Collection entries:
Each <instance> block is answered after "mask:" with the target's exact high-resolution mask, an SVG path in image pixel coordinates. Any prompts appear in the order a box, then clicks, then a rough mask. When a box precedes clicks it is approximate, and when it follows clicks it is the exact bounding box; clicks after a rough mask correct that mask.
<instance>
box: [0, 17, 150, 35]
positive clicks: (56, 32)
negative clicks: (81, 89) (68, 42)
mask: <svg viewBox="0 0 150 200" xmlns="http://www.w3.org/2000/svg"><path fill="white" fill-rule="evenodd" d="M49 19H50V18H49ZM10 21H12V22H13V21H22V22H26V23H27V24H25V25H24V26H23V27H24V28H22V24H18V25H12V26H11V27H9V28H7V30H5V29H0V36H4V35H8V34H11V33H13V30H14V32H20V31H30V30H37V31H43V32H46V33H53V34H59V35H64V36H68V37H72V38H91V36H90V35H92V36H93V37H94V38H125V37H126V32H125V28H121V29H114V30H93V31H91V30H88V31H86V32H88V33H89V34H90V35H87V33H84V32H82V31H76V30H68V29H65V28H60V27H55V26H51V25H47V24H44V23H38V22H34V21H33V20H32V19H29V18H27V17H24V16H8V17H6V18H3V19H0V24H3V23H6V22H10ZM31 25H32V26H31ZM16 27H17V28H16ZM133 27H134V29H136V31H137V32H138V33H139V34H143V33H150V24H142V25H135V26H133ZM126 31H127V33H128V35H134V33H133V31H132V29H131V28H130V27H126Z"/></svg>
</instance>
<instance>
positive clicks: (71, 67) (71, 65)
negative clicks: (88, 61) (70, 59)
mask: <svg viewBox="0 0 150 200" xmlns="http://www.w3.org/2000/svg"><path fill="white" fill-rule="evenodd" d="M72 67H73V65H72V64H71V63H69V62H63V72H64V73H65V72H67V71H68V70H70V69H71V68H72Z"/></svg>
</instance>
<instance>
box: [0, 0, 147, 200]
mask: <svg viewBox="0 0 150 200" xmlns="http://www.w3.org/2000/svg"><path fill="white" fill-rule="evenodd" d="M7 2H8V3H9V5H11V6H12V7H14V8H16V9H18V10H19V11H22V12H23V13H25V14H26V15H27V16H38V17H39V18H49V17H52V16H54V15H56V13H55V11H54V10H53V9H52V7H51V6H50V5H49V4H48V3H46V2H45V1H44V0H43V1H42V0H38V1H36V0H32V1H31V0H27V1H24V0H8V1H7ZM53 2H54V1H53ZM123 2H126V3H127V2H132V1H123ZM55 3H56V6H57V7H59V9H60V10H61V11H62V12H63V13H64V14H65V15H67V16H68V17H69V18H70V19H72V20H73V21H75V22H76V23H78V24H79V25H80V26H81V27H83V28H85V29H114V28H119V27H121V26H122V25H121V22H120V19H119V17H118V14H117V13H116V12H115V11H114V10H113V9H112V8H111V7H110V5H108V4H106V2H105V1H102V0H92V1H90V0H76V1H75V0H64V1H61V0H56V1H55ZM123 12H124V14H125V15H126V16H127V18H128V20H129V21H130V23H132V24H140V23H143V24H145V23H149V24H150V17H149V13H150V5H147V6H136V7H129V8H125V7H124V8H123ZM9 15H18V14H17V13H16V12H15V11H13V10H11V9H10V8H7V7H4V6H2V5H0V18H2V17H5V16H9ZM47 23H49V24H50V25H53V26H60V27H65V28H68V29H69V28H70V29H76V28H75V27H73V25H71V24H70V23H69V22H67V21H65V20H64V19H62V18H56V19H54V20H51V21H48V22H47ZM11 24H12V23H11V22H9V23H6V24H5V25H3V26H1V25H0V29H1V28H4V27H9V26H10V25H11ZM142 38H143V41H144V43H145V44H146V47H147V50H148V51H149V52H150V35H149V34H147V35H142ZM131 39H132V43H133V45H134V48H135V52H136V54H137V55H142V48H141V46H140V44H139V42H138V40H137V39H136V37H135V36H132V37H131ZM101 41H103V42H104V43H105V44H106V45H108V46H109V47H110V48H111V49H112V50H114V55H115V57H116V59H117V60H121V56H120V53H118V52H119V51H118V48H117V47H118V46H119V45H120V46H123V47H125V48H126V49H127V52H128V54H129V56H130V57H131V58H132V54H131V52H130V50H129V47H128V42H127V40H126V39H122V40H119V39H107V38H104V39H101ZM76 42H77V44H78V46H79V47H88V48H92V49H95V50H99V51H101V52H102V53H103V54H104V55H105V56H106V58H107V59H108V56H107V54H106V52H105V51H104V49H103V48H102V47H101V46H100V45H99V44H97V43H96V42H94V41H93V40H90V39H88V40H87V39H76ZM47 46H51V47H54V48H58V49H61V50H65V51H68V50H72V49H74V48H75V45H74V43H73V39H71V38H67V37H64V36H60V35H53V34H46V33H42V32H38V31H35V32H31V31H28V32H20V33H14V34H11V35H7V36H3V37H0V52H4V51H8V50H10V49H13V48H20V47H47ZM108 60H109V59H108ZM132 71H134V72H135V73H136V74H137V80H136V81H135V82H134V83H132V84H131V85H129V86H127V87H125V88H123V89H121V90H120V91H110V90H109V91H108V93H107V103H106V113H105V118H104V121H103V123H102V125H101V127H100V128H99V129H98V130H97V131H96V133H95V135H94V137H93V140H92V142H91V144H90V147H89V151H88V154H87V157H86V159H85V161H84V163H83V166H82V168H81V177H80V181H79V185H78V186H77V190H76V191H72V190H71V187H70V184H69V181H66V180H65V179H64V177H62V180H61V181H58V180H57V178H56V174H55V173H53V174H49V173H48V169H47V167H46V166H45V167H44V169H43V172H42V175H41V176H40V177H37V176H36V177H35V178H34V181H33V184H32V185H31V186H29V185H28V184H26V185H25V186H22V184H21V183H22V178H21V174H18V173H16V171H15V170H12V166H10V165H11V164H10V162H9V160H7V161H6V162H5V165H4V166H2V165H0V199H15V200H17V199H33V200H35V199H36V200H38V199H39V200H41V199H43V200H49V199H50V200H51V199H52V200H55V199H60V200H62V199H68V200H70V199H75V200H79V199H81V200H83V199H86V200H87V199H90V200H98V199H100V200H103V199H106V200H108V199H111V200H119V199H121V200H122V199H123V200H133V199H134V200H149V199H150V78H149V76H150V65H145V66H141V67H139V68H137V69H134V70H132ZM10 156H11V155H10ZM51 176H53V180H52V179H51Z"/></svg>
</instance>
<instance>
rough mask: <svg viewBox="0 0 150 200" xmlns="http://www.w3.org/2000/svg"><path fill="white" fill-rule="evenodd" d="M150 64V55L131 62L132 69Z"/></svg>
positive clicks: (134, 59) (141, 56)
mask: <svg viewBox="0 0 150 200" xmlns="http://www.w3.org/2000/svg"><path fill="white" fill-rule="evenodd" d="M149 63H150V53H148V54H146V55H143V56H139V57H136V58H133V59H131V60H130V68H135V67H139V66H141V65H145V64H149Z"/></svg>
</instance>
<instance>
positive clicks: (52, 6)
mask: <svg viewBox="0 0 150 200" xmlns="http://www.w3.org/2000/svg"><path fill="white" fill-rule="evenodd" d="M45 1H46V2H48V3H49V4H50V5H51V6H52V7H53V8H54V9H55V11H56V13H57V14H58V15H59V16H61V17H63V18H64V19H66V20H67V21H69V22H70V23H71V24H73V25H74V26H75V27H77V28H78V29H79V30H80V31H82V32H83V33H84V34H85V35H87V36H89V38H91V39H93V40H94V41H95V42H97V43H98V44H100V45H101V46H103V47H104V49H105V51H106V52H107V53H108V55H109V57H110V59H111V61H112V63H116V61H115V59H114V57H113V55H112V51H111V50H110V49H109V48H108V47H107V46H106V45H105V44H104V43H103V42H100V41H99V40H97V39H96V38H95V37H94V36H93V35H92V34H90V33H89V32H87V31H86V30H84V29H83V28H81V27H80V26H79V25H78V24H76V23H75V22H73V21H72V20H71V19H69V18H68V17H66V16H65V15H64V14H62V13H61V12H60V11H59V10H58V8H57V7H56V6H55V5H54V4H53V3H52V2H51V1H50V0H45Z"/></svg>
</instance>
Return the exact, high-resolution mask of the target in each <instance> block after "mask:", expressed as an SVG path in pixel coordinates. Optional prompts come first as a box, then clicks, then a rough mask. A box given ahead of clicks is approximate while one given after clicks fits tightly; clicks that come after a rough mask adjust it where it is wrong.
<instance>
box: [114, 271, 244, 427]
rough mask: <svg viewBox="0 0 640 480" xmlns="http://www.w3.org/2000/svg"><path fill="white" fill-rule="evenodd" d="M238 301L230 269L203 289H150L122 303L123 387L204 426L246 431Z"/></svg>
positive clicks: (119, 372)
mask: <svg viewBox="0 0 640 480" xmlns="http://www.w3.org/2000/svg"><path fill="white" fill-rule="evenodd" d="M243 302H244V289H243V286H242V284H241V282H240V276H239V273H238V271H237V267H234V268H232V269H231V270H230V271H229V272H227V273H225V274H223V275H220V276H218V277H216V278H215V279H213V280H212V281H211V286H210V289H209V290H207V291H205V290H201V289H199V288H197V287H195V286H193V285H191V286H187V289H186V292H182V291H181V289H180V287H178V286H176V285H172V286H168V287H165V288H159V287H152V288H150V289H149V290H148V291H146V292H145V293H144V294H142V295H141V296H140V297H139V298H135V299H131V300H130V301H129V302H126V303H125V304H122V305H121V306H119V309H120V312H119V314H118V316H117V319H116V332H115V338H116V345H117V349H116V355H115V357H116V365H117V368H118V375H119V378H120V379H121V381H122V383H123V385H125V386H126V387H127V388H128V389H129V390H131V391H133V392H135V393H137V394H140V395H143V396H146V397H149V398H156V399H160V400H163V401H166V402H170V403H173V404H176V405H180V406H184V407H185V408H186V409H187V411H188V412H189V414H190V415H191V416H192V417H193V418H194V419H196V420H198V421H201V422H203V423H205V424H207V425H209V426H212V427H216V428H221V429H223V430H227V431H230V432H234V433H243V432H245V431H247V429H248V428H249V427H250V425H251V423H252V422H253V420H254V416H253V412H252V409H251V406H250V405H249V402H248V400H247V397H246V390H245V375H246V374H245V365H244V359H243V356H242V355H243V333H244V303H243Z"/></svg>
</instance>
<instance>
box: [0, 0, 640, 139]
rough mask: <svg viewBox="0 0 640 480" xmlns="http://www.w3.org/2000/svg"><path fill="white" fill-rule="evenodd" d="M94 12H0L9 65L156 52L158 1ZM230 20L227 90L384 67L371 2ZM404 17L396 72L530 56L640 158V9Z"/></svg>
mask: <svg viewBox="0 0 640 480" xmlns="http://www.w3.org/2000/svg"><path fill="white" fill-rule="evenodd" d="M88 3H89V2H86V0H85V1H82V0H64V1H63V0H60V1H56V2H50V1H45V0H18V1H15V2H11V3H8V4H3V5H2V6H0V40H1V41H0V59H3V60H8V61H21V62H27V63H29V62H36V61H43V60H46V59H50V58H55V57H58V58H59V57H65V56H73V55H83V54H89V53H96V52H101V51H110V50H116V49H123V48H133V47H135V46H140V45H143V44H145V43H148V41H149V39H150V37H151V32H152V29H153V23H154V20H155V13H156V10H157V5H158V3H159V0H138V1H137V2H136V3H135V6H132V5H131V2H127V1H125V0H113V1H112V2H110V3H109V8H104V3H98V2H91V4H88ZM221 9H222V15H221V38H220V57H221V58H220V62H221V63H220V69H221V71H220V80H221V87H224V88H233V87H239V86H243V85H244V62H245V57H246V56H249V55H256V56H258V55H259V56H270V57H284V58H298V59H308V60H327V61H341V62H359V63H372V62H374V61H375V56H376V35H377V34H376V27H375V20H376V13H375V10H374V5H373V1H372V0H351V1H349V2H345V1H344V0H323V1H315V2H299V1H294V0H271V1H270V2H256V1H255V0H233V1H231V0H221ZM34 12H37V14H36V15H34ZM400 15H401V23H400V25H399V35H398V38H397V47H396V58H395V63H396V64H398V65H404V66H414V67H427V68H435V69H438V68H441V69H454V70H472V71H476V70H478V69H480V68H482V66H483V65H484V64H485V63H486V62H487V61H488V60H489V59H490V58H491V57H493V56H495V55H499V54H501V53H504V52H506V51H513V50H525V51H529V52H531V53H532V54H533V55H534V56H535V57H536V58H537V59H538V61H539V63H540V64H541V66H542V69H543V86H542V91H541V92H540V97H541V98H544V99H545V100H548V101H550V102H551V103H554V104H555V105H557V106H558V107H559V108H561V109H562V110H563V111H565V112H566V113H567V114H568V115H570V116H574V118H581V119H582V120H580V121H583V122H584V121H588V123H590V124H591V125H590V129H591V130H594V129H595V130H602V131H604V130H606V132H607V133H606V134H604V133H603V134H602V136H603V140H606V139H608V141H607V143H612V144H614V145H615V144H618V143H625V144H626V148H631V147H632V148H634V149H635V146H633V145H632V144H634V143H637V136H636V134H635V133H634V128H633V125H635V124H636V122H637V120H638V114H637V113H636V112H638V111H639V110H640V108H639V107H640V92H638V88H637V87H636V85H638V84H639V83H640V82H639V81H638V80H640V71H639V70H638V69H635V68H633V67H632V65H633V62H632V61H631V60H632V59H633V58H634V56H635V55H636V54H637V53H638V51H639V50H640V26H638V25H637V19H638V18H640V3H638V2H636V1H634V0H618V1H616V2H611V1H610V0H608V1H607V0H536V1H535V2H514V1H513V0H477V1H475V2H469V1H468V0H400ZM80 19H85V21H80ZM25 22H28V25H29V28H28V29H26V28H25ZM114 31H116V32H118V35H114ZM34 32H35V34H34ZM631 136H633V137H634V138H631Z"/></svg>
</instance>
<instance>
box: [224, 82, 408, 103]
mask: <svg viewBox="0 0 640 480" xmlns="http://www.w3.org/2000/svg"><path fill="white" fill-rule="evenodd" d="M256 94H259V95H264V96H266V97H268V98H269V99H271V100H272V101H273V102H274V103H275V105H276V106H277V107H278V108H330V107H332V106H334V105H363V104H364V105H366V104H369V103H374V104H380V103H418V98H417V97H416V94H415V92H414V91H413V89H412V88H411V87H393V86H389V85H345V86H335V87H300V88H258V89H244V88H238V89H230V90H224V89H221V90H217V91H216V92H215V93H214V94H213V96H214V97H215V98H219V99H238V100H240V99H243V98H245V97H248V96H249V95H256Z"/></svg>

* [Exercise requirements]
Only the lines above from the one with "Return the exact, high-resolution" through the one with "301L230 269L203 289H150L122" should be duplicated, character for character.

* [Your response]
Return the exact, high-resolution mask of the target in each <instance> block after "mask:", expressed as an SVG path in pixel coordinates. Optional prompts come first as a box, then clicks, then a rough mask. A box given ahead of clicks is approximate while one given after clicks fits tightly; clicks that come after a rough mask adjust it where it is wrong.
<instance>
box: [114, 271, 244, 427]
rough mask: <svg viewBox="0 0 640 480" xmlns="http://www.w3.org/2000/svg"><path fill="white" fill-rule="evenodd" d="M238 301L230 269L203 289H150L122 303L123 387L204 426L246 431Z"/></svg>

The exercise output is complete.